_GIVEN EXERCISE_: Nothing other than the lines from the one containing "In this exercise you will mark each instance of the roof" through the close of the entries below should be printed, each exactly.

START PROVIDED RECORDS

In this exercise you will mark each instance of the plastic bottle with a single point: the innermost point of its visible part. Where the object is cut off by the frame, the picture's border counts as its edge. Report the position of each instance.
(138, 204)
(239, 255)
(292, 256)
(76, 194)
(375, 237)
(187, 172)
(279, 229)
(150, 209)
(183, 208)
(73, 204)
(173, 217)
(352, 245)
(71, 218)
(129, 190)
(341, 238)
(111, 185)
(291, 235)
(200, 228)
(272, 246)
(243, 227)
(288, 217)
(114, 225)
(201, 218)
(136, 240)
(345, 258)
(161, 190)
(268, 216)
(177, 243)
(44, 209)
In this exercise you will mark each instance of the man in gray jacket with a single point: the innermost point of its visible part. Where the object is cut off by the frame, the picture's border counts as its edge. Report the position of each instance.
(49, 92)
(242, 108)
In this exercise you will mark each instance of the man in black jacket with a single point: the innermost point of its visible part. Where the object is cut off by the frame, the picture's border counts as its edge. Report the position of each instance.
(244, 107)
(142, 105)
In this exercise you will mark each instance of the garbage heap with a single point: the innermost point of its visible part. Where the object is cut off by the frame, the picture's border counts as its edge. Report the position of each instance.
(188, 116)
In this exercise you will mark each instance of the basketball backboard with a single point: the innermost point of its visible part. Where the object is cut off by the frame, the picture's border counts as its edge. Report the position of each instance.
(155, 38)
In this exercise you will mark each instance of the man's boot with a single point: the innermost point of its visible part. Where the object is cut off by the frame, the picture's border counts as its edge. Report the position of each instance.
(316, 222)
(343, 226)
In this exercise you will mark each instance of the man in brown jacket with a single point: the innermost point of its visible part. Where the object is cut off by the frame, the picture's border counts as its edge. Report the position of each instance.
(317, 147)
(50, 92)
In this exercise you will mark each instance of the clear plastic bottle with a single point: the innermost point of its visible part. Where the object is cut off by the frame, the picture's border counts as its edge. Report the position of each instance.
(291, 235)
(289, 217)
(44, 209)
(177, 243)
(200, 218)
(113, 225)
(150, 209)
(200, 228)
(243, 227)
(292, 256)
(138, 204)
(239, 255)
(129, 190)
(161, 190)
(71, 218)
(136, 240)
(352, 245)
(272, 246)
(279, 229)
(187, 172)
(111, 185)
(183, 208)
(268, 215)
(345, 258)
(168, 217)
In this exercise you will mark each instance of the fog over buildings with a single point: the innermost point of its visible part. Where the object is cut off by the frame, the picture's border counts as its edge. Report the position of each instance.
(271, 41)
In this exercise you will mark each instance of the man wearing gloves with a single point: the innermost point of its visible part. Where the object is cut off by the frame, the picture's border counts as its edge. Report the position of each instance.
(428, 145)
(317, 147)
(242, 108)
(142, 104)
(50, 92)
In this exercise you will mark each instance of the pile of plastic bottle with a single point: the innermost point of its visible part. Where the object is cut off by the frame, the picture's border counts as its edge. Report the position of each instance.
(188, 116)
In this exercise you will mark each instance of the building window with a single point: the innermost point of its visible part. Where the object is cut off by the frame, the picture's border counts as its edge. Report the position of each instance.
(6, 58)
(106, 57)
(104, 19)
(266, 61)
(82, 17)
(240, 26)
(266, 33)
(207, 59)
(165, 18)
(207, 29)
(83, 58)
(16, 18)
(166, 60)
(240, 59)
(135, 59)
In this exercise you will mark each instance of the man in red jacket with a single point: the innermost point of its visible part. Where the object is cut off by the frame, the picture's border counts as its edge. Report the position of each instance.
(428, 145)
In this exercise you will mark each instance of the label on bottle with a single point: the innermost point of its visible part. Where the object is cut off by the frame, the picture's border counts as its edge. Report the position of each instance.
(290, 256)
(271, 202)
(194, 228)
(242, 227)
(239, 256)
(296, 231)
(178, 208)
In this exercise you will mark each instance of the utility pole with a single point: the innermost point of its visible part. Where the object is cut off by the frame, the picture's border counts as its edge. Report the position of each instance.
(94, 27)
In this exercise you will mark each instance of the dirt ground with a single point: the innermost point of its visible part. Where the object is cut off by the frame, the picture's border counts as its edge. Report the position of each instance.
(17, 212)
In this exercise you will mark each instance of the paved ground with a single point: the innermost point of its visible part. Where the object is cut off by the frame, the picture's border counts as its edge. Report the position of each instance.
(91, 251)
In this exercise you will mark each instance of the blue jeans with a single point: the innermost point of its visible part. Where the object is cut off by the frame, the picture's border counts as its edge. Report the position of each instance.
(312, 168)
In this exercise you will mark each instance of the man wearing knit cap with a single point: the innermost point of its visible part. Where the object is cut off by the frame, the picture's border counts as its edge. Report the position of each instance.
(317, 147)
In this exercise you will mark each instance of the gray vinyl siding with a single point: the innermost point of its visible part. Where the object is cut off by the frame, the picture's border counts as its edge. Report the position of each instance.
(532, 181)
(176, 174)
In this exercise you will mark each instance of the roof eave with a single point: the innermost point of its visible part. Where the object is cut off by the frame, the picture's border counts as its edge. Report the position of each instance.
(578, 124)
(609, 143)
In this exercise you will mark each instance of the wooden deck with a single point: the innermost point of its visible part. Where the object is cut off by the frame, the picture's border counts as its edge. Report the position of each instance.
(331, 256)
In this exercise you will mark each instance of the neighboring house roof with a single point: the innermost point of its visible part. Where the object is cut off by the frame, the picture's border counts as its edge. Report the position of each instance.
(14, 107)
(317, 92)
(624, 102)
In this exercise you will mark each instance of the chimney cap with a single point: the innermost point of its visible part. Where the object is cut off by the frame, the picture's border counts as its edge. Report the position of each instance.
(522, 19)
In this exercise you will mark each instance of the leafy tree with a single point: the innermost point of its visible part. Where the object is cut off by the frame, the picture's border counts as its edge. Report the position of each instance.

END PROVIDED RECORDS

_COMPLETE OUTPUT_:
In this exercise you will mark each instance of the roof eave with a single point: the innermost point of its visible part. Where the object is cut off by the frame, the picture's border counts as its edge. Report the position of each instance.
(578, 124)
(609, 143)
In this exercise you will mark each instance of the wooden deck with a single point: the innermost point of its visible part. Where the object is cut off by the frame, the picture's border counts as its edge. Report the position of each instance.
(331, 256)
In this exercise you will mark each instance of the neighboring house roof with a single point: the innermost point of its visible part. Where the object is cut off by the frame, the picture's border counts as its edge. Report the position of each instance.
(14, 107)
(317, 92)
(624, 102)
In this exercise you will mark each instance of the chimney cap with a single point: the innermost point of its visible part. Where the object is cut off by the frame, the picture's border counts as its edge. Report the position of each instance.
(522, 19)
In this exercise you will mark each instance of the leafy tree with a single point: the innermost point of its visible part. Where the object is cut off by the frame, the picture's border counts as its edge. Report the position of each instance.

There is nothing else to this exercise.